Available records>
┄┄┄┄┄┄┄┄┄┄

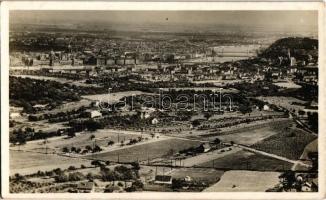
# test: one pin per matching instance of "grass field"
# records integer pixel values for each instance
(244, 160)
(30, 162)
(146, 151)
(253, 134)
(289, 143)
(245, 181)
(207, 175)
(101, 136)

┄┄┄┄┄┄┄┄┄┄

What is needed>
Reproduce all of the data exactly, omitting each picture it holds.

Reply>
# test: one pin per matching instance of "grass field"
# records integer pixel values for each instance
(244, 160)
(30, 162)
(146, 151)
(253, 134)
(289, 143)
(245, 181)
(207, 175)
(101, 136)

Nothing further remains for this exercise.